> Directions for this task
Say how many lines in the material below hold the word "covered", and say nothing else.

> Data extracts
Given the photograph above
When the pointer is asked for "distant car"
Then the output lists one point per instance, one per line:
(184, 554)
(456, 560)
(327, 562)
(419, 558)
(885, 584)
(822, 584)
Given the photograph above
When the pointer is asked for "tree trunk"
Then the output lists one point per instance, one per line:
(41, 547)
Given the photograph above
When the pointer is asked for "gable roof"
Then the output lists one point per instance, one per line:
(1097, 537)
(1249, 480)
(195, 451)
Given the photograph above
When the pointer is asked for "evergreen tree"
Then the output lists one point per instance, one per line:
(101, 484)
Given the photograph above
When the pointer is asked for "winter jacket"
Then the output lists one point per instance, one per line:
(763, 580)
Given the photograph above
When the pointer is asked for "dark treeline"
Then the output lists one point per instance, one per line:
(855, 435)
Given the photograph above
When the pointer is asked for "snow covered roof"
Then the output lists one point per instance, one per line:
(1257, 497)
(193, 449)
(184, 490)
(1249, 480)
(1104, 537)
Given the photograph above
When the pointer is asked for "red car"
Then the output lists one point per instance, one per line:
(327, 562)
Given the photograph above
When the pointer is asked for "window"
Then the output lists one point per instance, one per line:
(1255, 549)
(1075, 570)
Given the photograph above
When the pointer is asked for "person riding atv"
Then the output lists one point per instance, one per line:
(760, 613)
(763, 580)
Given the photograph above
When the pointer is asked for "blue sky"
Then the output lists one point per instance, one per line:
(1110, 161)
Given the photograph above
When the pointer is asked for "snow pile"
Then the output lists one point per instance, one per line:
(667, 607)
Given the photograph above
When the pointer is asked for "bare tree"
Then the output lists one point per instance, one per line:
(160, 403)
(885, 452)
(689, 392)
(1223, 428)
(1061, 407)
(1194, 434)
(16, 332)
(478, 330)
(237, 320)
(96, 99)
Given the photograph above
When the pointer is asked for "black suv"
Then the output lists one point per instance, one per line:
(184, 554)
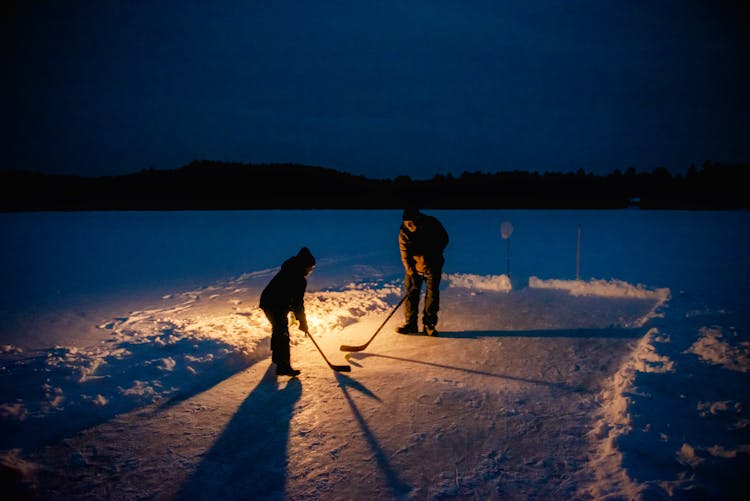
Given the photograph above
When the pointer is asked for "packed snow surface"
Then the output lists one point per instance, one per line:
(134, 361)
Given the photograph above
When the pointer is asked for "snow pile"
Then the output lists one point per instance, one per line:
(603, 288)
(495, 283)
(614, 420)
(713, 347)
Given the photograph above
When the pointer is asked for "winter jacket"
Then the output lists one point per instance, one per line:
(429, 240)
(285, 292)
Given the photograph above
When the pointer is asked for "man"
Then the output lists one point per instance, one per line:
(422, 240)
(284, 293)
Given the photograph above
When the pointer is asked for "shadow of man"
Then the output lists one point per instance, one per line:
(249, 459)
(397, 487)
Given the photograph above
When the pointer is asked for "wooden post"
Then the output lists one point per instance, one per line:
(578, 255)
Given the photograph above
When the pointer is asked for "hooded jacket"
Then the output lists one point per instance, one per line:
(429, 240)
(285, 292)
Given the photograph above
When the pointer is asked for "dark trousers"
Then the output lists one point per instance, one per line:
(413, 283)
(279, 336)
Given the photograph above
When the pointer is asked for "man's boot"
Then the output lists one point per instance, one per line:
(408, 328)
(430, 330)
(286, 370)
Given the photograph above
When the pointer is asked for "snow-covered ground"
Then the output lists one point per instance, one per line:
(134, 361)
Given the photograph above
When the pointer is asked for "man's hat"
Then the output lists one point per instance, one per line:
(305, 257)
(410, 214)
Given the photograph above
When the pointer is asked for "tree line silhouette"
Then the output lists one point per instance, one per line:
(206, 184)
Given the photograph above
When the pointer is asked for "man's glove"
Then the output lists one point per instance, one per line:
(303, 327)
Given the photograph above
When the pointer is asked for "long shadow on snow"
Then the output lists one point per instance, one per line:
(609, 332)
(398, 487)
(362, 356)
(60, 370)
(249, 459)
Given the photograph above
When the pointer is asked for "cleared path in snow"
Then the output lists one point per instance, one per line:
(476, 412)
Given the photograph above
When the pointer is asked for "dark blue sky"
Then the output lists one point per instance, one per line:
(379, 88)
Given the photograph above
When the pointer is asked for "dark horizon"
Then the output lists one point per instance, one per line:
(209, 185)
(379, 89)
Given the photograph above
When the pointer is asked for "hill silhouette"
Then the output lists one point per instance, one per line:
(206, 184)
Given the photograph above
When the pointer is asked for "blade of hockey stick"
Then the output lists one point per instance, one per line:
(339, 368)
(346, 347)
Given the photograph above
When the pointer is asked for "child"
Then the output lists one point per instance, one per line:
(284, 293)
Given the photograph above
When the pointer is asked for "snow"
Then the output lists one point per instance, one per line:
(134, 361)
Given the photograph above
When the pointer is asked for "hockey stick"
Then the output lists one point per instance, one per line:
(340, 368)
(346, 347)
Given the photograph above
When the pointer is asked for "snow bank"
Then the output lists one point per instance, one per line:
(495, 283)
(604, 288)
(614, 420)
(714, 347)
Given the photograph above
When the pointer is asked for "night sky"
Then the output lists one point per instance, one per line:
(380, 88)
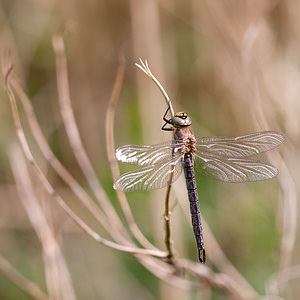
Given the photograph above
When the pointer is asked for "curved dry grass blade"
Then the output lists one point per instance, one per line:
(57, 274)
(58, 167)
(219, 281)
(73, 133)
(22, 282)
(110, 149)
(48, 187)
(145, 68)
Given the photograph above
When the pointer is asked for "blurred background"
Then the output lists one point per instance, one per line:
(232, 65)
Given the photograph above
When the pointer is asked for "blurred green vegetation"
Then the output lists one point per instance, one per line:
(203, 77)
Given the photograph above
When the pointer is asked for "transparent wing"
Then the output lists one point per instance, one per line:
(240, 146)
(148, 155)
(151, 177)
(234, 169)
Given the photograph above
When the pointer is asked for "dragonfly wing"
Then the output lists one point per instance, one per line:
(151, 177)
(234, 169)
(240, 146)
(148, 155)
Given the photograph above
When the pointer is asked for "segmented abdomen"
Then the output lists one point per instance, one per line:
(194, 204)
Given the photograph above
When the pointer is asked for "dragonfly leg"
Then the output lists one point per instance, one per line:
(167, 122)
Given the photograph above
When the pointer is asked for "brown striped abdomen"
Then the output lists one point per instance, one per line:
(194, 204)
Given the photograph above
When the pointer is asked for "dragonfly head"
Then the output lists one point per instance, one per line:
(181, 119)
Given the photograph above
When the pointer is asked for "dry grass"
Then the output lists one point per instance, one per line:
(234, 65)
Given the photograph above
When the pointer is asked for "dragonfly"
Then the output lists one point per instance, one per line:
(222, 158)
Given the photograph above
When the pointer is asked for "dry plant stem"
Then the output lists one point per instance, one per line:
(289, 211)
(219, 281)
(145, 68)
(73, 133)
(22, 282)
(110, 149)
(168, 240)
(58, 278)
(56, 164)
(48, 187)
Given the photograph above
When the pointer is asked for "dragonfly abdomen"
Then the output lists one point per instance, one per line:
(194, 204)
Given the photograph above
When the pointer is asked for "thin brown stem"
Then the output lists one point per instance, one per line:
(58, 278)
(110, 149)
(51, 191)
(56, 164)
(73, 133)
(22, 282)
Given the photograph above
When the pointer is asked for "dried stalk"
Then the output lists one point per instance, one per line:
(168, 239)
(110, 149)
(22, 282)
(48, 187)
(74, 136)
(57, 274)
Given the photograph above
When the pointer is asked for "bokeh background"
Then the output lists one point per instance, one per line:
(233, 65)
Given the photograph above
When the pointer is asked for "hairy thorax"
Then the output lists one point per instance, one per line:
(185, 135)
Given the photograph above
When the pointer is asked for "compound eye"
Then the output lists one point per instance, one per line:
(181, 119)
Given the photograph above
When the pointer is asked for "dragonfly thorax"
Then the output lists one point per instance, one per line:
(181, 119)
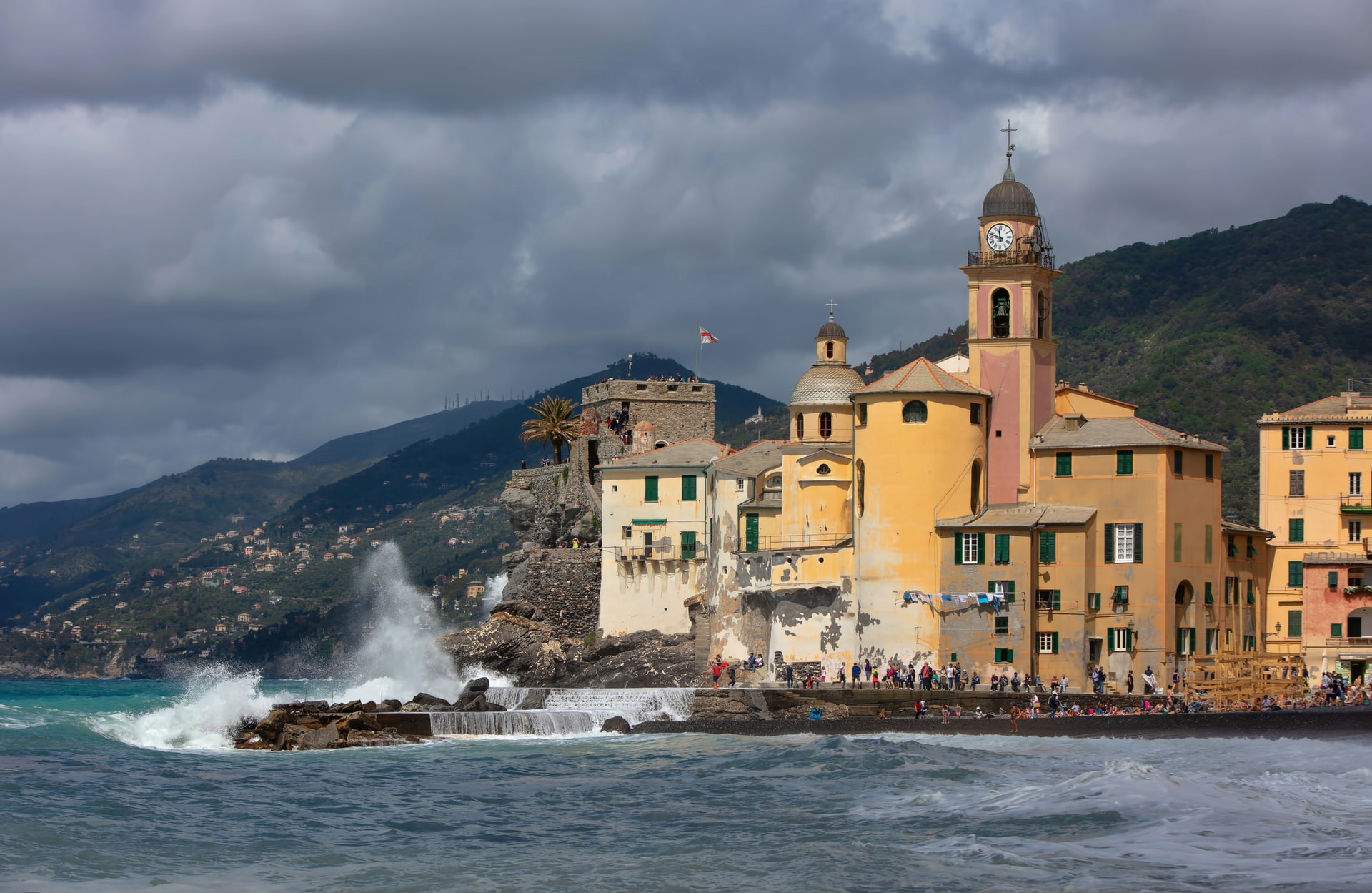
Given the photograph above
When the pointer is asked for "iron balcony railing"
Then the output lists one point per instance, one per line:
(657, 553)
(1012, 258)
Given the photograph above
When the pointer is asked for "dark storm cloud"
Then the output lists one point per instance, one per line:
(242, 230)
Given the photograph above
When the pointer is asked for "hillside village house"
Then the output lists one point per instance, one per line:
(980, 510)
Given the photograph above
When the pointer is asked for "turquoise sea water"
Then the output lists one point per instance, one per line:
(129, 785)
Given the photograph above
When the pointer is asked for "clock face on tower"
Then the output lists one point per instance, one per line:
(999, 237)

> Exercise response
2